§ Esercizio assegnato A:
Indica se le affermazioni (i), (ii) e (iii) concordano con il brano sulla Rocca La Meya, rispondendo sì o no e citando alla lettera le parole del brano che lo stabiliscono. (i) La Rocca La Meya si trova in una valle poco a sud del Monviso. (ii) Il gruppo del Castello Provenzale è fatto di calcare. (iii) Le aperture più recenti sono state completate alcuni anni fa.
§ Esercizio assegnato B:
Scrivi il seguito del brano sulla Rocca La Meya, cominciando subito dopo la sua ultima frase.
======== Estratto della pagina
Livio Belliardo e Marco Bernini presentano la Rocca la Meja (2831m, Val Maira, Alpi Cozie), con la storia e le nuove vie di arrampicata degli ultimi anni per riscoprire una montagna bellissima quanto solitaria e affascinante.
Facciamo il punto su una montagna solitaria, la Rocca La Meya , posta in una sperduta quanto bellissima valle poco a sud del Monviso. La Val Maira, nota agli arrampicatori per il gruppo quarzitico Castello Provenzale, è una placida valle a metà tra l’alpino ed il marittimo, che però nasconde muraglie di calcare inaspettate come appunto La Rocca La Meya, nota per lo più agli aficionados del luogo.
Livio Belliardo e Marco Bernini ci fanno il punto sulla non lunga storia di questa montagna e sulle ultimissime aperture, terminate solo pochi mesi fa. Il tutto vuol essere un invito anche a chi viene da lontano a scoprire una bella montagna in una zona delle Alpi che è rimasta felicemente lontano dal turismo di massa.
================
======== Dati forniti
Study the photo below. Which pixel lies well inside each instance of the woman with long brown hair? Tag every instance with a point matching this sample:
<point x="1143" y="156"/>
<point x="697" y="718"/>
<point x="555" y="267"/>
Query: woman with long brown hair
================
§ Risposta attesa A:
(i) Sì: «posta in una sperduta quanto bellissima valle poco a sud del Monviso». (ii) No: «il gruppo quarzitico Castello Provenzale». (iii) No: «terminate solo pochi mesi fa».

§ Risposta attesa B:
Livio Belliardo: “Negli ultimi anni, ovvero tra il 2006 e il 2010 la storia di questa montagna ha conosciuto un periodo sicuramente nuovo, di cambiamento, o per lo meno questo si poteva pensare quando sono nate le ultime vie a spit come si suol dire “plaisir”. Fino ad allora la Meja non era così frequentata, le vie più gettonate erano le ultime aperte su difficoltà abbordabili e chiodatura tutto sommato sportiva quali Piccola Peste, Rolling Stones, Palpapupum ecc.. Molti furono gli apritori che misero mano su queste pareti. Poi c’erano le vie del “Cege”, spesso temute per via dell’impegno che richiedevano (ricordiamo le mitiche “Guanta la Meja” e “Trentun’anni e non sentirli”). Su alcune si raccontavano anche delle storie… quasi a voler mitizzare quelle vie che “tanto prima o poi bisogna fare…azz!”. Le classiche e le vie più vecchie invece non venivano praticamente ripetute, anche per via delle scarse informazioni che si potevano reperire in giro. Ma nell’aria si sentiva che ci sarebbe stato uno scossone… doveva esserci.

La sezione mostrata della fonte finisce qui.